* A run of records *
★ ★ ★ ★ ★

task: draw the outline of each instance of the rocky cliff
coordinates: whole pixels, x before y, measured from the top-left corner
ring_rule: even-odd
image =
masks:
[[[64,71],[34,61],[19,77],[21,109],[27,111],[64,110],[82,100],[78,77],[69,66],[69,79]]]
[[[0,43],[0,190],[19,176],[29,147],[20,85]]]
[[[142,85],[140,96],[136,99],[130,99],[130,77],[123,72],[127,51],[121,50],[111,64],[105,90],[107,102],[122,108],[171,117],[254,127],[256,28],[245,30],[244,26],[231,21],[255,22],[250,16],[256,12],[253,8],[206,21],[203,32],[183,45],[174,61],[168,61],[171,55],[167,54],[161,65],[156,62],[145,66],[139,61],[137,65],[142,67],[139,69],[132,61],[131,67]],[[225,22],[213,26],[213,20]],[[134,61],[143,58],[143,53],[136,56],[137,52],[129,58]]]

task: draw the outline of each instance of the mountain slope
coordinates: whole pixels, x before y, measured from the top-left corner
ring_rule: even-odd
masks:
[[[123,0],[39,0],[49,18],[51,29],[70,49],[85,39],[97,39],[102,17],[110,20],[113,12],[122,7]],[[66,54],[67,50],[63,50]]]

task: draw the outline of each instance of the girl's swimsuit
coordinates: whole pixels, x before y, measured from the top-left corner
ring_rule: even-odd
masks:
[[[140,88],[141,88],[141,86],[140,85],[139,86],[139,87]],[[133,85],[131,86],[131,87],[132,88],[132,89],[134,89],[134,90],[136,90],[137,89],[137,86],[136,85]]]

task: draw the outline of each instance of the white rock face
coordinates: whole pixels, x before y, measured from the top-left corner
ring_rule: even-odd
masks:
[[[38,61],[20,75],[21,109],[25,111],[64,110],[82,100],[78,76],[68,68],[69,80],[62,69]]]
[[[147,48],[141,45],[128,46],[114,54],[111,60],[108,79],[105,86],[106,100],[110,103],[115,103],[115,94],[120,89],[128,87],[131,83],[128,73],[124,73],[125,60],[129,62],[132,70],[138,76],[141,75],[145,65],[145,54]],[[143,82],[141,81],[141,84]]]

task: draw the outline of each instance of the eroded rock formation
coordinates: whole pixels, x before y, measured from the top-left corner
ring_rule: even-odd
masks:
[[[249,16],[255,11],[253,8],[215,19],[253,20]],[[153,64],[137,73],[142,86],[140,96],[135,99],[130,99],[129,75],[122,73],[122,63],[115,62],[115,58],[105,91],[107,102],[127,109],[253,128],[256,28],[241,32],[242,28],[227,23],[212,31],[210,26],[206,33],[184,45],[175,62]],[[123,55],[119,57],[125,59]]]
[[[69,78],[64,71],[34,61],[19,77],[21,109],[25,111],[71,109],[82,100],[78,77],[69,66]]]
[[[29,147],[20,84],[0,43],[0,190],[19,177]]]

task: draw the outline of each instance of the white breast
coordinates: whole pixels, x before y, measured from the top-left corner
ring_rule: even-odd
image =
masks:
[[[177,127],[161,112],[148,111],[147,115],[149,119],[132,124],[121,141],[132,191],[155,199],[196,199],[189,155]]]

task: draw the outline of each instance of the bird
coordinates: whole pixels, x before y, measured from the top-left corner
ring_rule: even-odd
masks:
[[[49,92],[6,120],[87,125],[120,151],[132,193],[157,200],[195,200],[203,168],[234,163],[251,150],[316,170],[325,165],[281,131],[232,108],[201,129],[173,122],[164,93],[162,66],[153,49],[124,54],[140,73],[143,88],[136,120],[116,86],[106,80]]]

★ ★ ★ ★ ★

* GOAL *
Give back the whole listing, word for word.

* RESPONSE FOR THIS EXERCISE *
task: draw the outline of each instance of the rocky cliff
coordinates: whole pixels, x before y, measured from the top-left corner
ring_rule: even-odd
image =
masks:
[[[64,71],[34,61],[19,77],[21,109],[27,111],[64,110],[82,100],[78,77],[69,66],[69,79]]]
[[[0,43],[0,190],[19,176],[29,147],[20,85]]]
[[[142,85],[140,96],[136,99],[130,99],[130,77],[123,72],[127,51],[121,50],[111,64],[105,90],[107,102],[122,108],[171,117],[254,127],[256,28],[245,30],[244,26],[231,21],[255,22],[250,16],[256,12],[253,8],[206,21],[203,32],[183,45],[174,61],[168,61],[171,55],[167,54],[161,65],[156,62],[145,66],[139,61],[137,65],[142,67],[139,69],[132,61],[131,67]],[[225,22],[213,26],[213,20]],[[134,61],[143,58],[143,53],[136,56],[137,52],[129,58]]]

task: draw the outline of each instance of the mountain slope
coordinates: whole pixels, x before y, measured from the top-left corner
ring_rule: even-odd
masks:
[[[123,0],[39,0],[49,18],[51,29],[70,49],[85,39],[97,39],[102,17],[110,20],[113,12],[122,7]],[[66,54],[67,50],[63,50]]]

task: draw the outline of each instance of the girl's swimsuit
coordinates: whole pixels, x before y, measured from the top-left corner
ring_rule: even-odd
masks:
[[[140,88],[141,88],[141,86],[140,85],[139,86],[139,87]],[[133,85],[131,86],[131,87],[132,88],[132,89],[134,89],[134,90],[136,90],[137,89],[137,86],[136,85]]]

task: draw the outline of each instance of the white rock face
coordinates: whole pixels, x before y, measured from the top-left corner
ring_rule: even-odd
masks:
[[[38,61],[20,75],[21,109],[25,111],[64,110],[82,100],[78,76],[68,68],[69,80],[62,69]]]
[[[147,48],[141,45],[128,46],[114,54],[111,60],[108,79],[105,86],[106,100],[110,103],[115,103],[115,94],[120,89],[128,87],[131,83],[128,73],[124,73],[125,60],[129,62],[132,70],[138,76],[141,75],[145,65],[145,54]],[[143,82],[141,81],[141,84]]]

task: draw the outline of each instance of the eroded rock formation
coordinates: whole pixels, x before y, measured from the top-left corner
ring_rule: even-odd
masks:
[[[249,16],[255,11],[253,8],[215,19],[253,20]],[[153,64],[137,73],[142,86],[140,96],[135,99],[130,99],[129,75],[122,73],[122,63],[115,62],[115,58],[105,91],[107,102],[127,109],[253,128],[256,28],[241,32],[242,28],[227,23],[212,31],[210,26],[206,33],[184,45],[175,62]],[[123,55],[119,57],[125,59]]]
[[[69,78],[64,71],[34,61],[19,77],[21,109],[25,111],[71,109],[82,100],[78,77],[69,66]]]
[[[29,147],[20,84],[0,43],[0,190],[19,177]]]

task: draw the outline of each instance of the white breast
coordinates: whole pixels, x before y, measured from the top-left corner
ring_rule: even-odd
image =
masks:
[[[177,127],[161,112],[148,111],[147,115],[149,119],[132,124],[121,141],[132,191],[155,199],[196,199],[189,155]]]

task: draw the outline of each instance of the bird
coordinates: whole pixels, x before y, measured from the top-left corner
ring_rule: even-odd
masks:
[[[49,92],[6,120],[87,125],[120,151],[132,193],[157,200],[195,200],[203,168],[234,163],[251,150],[316,170],[325,165],[281,131],[232,108],[201,129],[173,122],[164,93],[162,66],[153,49],[124,54],[140,73],[143,88],[136,120],[116,86],[106,80]]]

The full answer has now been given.